▶ _MATERIAL_
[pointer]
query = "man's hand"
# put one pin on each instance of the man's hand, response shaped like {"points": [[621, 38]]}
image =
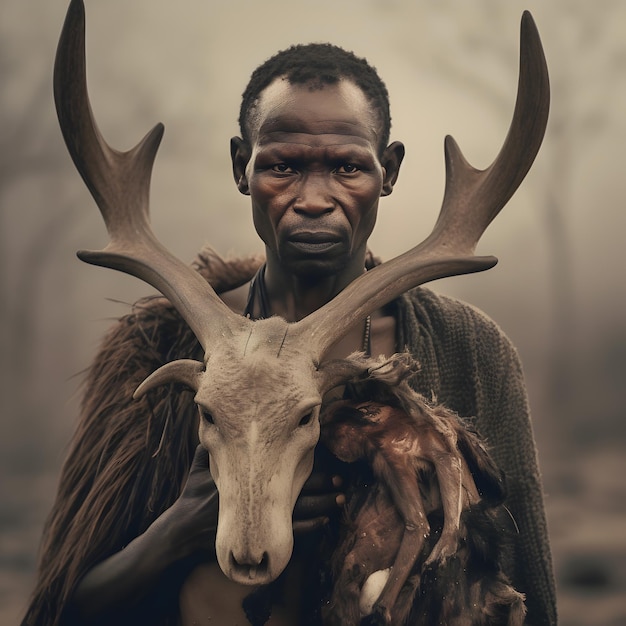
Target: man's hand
{"points": [[319, 500], [190, 523]]}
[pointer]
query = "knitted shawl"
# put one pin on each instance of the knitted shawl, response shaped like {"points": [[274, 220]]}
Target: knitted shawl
{"points": [[128, 460]]}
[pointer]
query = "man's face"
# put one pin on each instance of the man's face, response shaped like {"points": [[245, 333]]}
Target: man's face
{"points": [[314, 175]]}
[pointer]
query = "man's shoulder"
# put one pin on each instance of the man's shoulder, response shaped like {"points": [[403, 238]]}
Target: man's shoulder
{"points": [[428, 304]]}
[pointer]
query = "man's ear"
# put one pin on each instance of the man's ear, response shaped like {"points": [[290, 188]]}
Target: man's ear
{"points": [[391, 161], [240, 155]]}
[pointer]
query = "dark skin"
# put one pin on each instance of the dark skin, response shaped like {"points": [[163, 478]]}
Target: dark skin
{"points": [[315, 173]]}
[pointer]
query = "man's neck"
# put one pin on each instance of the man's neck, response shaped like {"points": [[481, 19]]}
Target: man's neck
{"points": [[294, 296]]}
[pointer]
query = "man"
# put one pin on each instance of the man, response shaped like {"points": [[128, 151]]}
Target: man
{"points": [[123, 544]]}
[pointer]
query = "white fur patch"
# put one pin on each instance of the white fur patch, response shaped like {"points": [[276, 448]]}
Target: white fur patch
{"points": [[371, 590]]}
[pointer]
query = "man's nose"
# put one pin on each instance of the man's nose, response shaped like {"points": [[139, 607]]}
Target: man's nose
{"points": [[314, 195]]}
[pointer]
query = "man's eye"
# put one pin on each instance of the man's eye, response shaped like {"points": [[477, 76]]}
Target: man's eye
{"points": [[282, 168], [347, 168]]}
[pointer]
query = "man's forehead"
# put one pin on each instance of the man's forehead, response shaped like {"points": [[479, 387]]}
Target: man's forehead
{"points": [[340, 108]]}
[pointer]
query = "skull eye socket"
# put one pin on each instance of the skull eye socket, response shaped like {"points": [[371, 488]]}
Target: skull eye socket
{"points": [[206, 416], [306, 419]]}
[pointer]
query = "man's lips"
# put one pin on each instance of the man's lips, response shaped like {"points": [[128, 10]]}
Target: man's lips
{"points": [[313, 242], [314, 237]]}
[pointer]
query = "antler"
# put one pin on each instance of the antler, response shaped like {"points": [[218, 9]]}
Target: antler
{"points": [[120, 184], [471, 201]]}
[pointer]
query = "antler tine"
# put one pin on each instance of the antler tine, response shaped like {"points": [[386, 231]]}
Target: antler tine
{"points": [[120, 185], [471, 201]]}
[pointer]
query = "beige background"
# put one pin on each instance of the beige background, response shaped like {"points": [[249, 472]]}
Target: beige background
{"points": [[451, 67]]}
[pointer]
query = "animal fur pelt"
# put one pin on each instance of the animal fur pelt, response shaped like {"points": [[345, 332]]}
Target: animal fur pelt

▶ _WHAT YOU WILL DO_
Retype everything in the material word for word, minus pictures.

▶ _OUTPUT FOR THIS EXERCISE_
[pointer]
query = "man's hand"
# put one pin on each instance of the man's hand, response shaped like {"points": [[621, 38]]}
image =
Target: man's hand
{"points": [[319, 500], [190, 523]]}
[pointer]
query = "knitted shawl"
# put one pin on each instance of the knitted shawl, response shaped like {"points": [[274, 220]]}
Target: knitted shawl
{"points": [[128, 460]]}
[pointer]
query = "man's face"
# put one pin on each instance of the man's face, response shaped like {"points": [[245, 333]]}
Target: man's face
{"points": [[314, 175]]}
[pointer]
query = "man's shoulder"
# put one pin on each instance of the man's shoulder, response shaped like {"points": [[403, 238]]}
Target: man's shoulder
{"points": [[428, 304]]}
[pointer]
query = "man's ear"
# put one pin on each instance of the man's ear, response shaped like {"points": [[290, 188]]}
Target: man's ear
{"points": [[391, 161], [240, 155]]}
[pointer]
query = "dark skin"
# put one pin on each instance of the dark skin, response shaped like {"points": [[163, 478]]}
Target: dark skin
{"points": [[315, 173]]}
[pointer]
query = "man's neck"
# put one pin on each instance of the man's neck, response shaped like {"points": [[481, 19]]}
Target: man's neck
{"points": [[294, 296]]}
[pointer]
query = "man"
# put one pin on each instance of the man, response shaped like {"points": [[128, 151]]}
Target: man
{"points": [[123, 544]]}
[pointer]
query = "white fur patch"
# put one pin on each instance of the white fur patch, response shaped like {"points": [[276, 448]]}
Target: white fur patch
{"points": [[371, 590]]}
[pointer]
query = "man's nose"
# put one pin on each instance of the man's nose, response shaped like {"points": [[139, 607]]}
Target: man's nose
{"points": [[314, 195]]}
[pointer]
query = "man's eye"
# put one pin on each instance of the man's eye, response shaped like {"points": [[477, 76]]}
Target: man's eye
{"points": [[282, 168], [347, 168]]}
[pointer]
query = "man's forehead"
# put one pin on each instance of the man's forehead, response shaped like {"points": [[479, 387]]}
Target: man's forehead
{"points": [[340, 108]]}
[pointer]
query = "skull eye socket"
# put one pin on each instance of the skull eye socket, response shaped like {"points": [[371, 488]]}
Target: skull eye socket
{"points": [[206, 416], [306, 419]]}
[pointer]
query = "man's lips"
# put one pin on each instance of the man's lips, response shaped like {"points": [[128, 10]]}
Target: man's lips
{"points": [[313, 242], [314, 237]]}
[pointer]
query = "antler"
# put one pin on each instance of the antler, response shaped like {"points": [[218, 9]]}
Target: antler
{"points": [[120, 184], [471, 201]]}
[pointer]
query = "antler tine"
# put one pin on each instance of the antler tine, response shaped like {"points": [[386, 231]]}
Target: antler tine
{"points": [[120, 185], [471, 201]]}
[pointer]
query = "beige background"
# put one pin on each instance of the beige background, response shaped like {"points": [[249, 472]]}
Target: beige background
{"points": [[451, 67]]}
[pointer]
query = "animal fur pelt"
# put one pin on each instance of the animal fur pelt, response shaped like {"points": [[345, 332]]}
Target: animal fur pelt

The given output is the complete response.